» Document passage:
++++++

Although the decision eventually may be made for them, some of the nation’s top college football prospects could be planning to ditch the 2020 season and focus on the 2021 draft.
“If this [pandemic] really continues down the path that I think it’s going down, there is a very likely chance that there’s going to be some high-profile kids signing with agents in the next 60 days,” an unnamed NFL agent told Ben Standig of TheAthletic.com.
Signing with agents would end their eligibility to play college football.
“They’re gonna bail,” another unnamed agent told Standig. “I mean, I’m recruiting some high-end kids. I talked to probably four of them last night, and they all echoed the same thing. Like, they’re done. This is over.”
The reality is that college football may be over before any player decides to end his college football career. The decision by multiple conferences to play only conference games feels less like a viable plan and more like the “bargaining” phase of the five stages.
Moving college football to the spring will only exacerbate the exodus, especially since the NFL isn’t inclined to move the draft from April.
For top prospects, missing the season won’t matter. The problem is that players, fueled by the praise of friends, family, and agents, tends to overrate themselves, resulting in 80 or 90 guys genuinely believing they’ll be among the top 20 players selected.

++++++

» Brief 1: List every number written in digits in the passage about college football prospects skipping the 2020 season, in the order they appear.
» Brief 2: Carry on the passage about college football prospects skipping the 2020 season, starting right after its last sentence.

» Data provided:
++++++

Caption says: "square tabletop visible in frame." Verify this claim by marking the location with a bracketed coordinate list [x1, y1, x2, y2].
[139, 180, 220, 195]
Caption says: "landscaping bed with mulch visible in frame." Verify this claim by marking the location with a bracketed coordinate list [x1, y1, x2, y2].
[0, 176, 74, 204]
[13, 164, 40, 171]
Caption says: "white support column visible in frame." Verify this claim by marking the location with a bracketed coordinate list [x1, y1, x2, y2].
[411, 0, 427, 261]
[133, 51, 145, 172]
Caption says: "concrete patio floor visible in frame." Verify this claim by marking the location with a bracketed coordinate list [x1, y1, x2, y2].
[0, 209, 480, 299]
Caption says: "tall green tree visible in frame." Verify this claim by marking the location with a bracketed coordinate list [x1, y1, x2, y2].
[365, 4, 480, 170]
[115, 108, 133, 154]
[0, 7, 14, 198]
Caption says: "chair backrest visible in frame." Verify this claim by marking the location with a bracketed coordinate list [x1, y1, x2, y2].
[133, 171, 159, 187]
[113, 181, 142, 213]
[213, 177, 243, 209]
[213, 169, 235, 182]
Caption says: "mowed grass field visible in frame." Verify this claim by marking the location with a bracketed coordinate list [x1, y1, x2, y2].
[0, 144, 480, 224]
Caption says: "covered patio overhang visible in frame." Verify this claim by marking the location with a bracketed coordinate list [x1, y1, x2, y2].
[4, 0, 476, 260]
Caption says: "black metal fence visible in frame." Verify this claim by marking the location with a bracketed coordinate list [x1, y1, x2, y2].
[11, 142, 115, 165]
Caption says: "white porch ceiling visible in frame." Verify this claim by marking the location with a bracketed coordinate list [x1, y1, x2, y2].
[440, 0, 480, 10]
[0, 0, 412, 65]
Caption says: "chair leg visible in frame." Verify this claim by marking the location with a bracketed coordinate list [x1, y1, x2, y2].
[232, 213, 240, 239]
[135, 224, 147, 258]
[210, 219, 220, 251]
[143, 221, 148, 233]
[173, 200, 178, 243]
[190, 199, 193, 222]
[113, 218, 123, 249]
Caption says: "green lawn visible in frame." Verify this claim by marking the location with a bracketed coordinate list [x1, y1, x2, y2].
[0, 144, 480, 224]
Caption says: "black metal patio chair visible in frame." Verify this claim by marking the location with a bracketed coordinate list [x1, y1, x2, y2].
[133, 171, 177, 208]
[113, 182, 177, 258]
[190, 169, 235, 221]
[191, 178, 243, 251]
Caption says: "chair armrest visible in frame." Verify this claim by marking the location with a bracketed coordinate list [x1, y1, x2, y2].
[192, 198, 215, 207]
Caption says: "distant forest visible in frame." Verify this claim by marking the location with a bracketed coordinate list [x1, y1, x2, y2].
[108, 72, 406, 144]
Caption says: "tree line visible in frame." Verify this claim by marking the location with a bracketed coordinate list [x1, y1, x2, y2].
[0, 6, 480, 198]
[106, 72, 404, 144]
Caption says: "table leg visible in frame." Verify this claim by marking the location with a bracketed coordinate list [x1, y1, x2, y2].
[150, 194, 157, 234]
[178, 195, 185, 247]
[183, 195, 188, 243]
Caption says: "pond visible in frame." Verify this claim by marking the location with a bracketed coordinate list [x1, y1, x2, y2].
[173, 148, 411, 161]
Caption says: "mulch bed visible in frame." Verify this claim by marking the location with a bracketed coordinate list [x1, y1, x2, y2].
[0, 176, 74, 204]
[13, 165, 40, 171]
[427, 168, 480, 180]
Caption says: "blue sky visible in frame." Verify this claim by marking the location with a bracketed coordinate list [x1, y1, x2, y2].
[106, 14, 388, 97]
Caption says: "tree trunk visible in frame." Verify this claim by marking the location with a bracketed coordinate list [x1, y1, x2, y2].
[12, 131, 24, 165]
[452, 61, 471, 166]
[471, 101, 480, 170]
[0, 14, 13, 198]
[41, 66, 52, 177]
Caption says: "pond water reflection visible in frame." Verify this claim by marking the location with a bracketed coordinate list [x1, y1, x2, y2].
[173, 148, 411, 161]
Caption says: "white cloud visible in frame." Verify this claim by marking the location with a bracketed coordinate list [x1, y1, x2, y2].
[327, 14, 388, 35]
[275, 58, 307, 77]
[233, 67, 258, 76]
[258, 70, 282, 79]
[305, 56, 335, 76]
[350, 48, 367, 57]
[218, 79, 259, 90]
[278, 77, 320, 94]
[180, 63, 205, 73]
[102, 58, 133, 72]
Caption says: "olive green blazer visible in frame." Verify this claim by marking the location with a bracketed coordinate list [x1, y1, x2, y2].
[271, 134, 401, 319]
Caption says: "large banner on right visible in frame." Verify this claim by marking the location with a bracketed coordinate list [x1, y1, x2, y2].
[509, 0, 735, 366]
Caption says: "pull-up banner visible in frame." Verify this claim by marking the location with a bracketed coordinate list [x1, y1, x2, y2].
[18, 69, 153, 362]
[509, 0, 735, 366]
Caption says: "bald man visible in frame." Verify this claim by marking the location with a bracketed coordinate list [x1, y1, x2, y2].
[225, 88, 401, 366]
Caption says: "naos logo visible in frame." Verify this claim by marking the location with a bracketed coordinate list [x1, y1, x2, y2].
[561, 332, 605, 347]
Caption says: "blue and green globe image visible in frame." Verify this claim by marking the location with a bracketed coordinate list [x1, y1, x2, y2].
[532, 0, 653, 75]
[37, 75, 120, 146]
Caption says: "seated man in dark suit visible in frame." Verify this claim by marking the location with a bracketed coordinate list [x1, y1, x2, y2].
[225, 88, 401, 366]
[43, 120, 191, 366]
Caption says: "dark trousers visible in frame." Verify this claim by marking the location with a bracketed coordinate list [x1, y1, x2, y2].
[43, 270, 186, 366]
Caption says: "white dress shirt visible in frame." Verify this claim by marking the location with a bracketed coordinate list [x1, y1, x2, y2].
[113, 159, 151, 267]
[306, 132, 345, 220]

++++++

» Answer space 1: 2020, 2021, 60, 80, 90, 20

» Answer space 2:
All it may take is one major domino to fall. If, for example, Clemson quarterback Trevor Lawrence (pictured) or Ohio State quarterback Justin Fields say, “I’m out,” plenty could quickly follow.
Again, it may not matter. Given the unrestrained growth in infection rates fueled by people who refuse to take the situation seriously and their special-place-in-hell media enablers who shamelessly have been downplaying the situation from the get go, it’s becoming more and more obvious that it will be ridiculously expensive at best and impossible at worst to ensure that all major college programs can conduct the kind of testing and turnaround needed to prevent the kind of outbreaks that will stop college football season before it even starts.
In this regard, it feels like “acceptance” is a week or two away, at the latest.